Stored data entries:
=== Section Start ===
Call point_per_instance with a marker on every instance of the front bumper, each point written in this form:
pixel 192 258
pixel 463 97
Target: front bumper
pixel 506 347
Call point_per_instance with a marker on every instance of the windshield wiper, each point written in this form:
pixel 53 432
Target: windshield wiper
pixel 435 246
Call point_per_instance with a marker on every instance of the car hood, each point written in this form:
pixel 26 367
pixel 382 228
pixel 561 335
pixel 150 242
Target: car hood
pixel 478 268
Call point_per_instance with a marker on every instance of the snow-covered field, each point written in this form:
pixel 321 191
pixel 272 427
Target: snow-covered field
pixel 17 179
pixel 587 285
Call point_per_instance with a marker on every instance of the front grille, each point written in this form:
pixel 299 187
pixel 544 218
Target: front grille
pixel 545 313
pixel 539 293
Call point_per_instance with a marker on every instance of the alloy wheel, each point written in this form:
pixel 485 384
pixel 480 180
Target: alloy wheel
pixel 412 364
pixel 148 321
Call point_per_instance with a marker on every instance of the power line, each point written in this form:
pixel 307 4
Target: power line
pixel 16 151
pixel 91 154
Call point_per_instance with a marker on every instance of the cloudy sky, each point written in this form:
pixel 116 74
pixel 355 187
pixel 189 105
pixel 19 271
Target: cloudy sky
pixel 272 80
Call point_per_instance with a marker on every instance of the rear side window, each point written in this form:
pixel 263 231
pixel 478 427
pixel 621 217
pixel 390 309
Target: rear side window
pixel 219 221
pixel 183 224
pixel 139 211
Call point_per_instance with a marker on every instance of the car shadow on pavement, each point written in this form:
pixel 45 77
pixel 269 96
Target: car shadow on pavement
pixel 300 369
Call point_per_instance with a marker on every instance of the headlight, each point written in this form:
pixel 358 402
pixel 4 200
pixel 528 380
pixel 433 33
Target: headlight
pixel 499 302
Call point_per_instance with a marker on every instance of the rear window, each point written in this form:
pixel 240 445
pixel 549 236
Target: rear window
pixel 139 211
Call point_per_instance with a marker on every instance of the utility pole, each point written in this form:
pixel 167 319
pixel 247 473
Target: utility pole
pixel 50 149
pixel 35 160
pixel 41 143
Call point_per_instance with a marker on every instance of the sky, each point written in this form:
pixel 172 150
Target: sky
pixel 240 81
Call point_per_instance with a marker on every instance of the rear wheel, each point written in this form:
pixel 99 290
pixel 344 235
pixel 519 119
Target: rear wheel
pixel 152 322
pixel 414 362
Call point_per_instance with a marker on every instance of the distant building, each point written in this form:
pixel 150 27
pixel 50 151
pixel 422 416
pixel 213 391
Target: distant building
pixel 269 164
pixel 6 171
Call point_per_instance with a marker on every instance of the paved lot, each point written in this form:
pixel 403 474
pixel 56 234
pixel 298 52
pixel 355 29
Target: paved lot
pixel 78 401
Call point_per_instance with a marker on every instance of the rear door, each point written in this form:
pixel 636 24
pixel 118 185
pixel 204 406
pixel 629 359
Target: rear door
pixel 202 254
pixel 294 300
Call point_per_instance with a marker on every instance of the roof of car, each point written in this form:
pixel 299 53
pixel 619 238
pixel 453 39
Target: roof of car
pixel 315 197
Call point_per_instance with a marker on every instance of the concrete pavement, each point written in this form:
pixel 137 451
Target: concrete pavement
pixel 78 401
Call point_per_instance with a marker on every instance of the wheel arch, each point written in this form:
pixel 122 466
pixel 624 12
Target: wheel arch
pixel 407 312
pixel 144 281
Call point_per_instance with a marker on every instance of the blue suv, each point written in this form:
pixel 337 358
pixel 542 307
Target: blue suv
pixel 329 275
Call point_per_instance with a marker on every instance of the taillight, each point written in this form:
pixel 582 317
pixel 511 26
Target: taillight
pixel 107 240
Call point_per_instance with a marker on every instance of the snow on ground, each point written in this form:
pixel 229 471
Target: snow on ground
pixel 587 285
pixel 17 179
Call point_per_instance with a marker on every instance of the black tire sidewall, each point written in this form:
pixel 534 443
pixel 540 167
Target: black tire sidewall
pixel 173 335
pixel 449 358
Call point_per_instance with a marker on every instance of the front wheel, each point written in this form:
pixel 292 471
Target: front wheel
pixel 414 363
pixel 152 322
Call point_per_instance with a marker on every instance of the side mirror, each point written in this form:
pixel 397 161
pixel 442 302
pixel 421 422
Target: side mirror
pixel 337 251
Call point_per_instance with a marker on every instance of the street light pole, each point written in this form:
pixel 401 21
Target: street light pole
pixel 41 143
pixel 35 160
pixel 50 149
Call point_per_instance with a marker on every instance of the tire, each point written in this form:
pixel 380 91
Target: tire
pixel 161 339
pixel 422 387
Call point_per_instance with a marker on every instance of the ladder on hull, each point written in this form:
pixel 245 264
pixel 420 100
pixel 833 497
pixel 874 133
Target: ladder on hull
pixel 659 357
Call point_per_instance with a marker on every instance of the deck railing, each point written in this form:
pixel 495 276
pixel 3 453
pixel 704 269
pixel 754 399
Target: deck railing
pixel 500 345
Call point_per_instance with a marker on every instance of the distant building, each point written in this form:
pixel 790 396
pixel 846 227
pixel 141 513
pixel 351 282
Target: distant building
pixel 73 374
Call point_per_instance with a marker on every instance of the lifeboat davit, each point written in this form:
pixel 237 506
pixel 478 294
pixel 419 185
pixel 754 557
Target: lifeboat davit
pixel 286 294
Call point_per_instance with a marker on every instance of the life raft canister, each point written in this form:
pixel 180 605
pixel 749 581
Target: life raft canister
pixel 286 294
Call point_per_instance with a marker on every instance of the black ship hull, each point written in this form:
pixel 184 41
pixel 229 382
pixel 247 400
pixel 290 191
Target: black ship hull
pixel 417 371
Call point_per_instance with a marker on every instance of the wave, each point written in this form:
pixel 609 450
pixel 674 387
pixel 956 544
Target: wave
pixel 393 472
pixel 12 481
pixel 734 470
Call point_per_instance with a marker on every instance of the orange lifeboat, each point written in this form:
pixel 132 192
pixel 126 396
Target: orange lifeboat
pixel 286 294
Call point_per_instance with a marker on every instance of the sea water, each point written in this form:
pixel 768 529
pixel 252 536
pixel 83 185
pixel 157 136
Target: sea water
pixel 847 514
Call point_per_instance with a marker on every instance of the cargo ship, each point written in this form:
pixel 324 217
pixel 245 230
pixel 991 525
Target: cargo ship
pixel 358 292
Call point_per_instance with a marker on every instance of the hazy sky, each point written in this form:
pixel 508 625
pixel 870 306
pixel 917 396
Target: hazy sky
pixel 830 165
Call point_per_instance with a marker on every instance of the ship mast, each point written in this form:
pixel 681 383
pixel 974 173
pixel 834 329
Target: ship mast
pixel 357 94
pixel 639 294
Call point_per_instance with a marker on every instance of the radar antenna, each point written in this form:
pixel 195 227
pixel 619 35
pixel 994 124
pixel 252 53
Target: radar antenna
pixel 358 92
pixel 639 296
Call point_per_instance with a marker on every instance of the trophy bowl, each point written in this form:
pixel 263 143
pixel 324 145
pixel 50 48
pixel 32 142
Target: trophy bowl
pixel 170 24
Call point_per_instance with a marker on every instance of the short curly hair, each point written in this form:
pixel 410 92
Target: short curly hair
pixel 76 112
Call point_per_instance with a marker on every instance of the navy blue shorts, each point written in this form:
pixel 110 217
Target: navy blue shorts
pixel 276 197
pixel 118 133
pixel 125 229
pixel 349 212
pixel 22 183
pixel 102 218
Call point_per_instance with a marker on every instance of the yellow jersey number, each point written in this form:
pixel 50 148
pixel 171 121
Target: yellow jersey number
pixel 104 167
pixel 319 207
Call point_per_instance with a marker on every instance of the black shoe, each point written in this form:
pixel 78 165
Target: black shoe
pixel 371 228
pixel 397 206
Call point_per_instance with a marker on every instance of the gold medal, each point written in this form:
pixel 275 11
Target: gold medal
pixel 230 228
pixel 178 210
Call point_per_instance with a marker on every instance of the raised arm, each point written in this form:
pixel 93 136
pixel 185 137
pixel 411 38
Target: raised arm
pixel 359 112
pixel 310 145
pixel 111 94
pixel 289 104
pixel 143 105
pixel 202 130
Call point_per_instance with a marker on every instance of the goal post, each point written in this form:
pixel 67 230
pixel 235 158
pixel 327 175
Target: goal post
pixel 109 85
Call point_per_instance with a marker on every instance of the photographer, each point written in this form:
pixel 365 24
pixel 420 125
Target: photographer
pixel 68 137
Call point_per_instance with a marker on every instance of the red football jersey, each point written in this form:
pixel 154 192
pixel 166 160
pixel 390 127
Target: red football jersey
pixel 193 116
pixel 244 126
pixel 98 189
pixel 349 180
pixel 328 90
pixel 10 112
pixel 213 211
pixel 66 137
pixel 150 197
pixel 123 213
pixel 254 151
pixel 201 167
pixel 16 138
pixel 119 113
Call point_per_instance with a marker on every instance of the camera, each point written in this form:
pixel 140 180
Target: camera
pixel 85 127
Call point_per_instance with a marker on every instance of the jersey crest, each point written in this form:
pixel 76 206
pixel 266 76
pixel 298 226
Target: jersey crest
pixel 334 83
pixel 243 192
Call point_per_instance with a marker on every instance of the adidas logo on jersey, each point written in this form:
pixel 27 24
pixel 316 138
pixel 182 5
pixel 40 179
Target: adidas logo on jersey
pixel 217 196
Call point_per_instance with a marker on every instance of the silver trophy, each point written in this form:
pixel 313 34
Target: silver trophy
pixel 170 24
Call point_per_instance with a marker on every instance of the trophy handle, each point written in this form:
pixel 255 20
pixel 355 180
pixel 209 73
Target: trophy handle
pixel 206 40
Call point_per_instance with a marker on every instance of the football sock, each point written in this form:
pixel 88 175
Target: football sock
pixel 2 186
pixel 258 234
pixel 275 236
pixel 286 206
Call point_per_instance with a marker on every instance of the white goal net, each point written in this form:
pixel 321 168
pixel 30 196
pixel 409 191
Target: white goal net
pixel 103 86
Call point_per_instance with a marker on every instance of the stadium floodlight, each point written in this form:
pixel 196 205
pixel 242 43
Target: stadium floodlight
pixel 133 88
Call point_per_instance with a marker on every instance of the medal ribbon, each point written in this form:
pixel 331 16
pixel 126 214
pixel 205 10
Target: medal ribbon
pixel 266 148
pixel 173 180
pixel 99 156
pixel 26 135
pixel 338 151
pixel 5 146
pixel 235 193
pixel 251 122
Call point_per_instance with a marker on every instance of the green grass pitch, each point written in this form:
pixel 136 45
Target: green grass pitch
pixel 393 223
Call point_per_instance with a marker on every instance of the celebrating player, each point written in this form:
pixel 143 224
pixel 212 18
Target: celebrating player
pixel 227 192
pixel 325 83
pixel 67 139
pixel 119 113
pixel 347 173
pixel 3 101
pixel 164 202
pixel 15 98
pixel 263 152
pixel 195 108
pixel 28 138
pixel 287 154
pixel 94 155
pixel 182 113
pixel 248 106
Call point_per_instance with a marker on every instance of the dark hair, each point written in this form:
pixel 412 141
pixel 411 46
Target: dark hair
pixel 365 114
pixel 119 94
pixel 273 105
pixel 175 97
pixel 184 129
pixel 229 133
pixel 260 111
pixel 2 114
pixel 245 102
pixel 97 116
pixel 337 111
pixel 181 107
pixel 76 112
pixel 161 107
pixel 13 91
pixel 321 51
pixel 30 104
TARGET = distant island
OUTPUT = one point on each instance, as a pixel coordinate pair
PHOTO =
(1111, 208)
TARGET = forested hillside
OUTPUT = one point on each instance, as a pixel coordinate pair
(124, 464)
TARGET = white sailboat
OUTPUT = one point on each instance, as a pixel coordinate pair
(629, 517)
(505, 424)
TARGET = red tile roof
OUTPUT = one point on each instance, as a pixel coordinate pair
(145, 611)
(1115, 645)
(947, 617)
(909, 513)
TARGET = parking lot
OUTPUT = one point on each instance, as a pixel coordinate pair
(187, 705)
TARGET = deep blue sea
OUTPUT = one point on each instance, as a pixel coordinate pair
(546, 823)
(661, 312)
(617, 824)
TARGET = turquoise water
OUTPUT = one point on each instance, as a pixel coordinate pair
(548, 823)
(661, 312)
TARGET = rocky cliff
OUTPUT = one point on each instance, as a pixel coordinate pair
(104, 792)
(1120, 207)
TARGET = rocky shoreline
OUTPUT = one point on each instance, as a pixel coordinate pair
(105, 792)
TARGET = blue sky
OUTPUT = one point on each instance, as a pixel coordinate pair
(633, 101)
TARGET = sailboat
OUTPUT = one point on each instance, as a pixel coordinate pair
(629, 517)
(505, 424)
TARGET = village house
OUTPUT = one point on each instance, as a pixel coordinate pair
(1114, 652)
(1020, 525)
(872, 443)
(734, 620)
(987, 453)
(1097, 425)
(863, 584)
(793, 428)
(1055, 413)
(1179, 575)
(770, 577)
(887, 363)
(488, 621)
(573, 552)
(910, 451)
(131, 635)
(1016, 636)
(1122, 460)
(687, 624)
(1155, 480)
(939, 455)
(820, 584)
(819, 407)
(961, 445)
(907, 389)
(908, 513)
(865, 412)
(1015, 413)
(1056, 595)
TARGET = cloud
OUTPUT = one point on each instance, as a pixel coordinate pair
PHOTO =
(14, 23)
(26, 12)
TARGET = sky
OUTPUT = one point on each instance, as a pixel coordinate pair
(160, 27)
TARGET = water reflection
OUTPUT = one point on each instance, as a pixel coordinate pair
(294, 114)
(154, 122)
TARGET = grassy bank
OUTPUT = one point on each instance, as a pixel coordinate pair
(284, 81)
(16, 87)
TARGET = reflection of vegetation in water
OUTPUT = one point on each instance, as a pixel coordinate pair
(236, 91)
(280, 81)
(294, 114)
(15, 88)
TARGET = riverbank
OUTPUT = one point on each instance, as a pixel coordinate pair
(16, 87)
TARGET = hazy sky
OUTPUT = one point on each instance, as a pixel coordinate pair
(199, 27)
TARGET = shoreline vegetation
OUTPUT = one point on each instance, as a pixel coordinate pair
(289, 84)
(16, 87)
=== Section End ===
Work order -> For the data above, state how many of its lines contain the word "shoreline", giving no other text.

Response below -> 2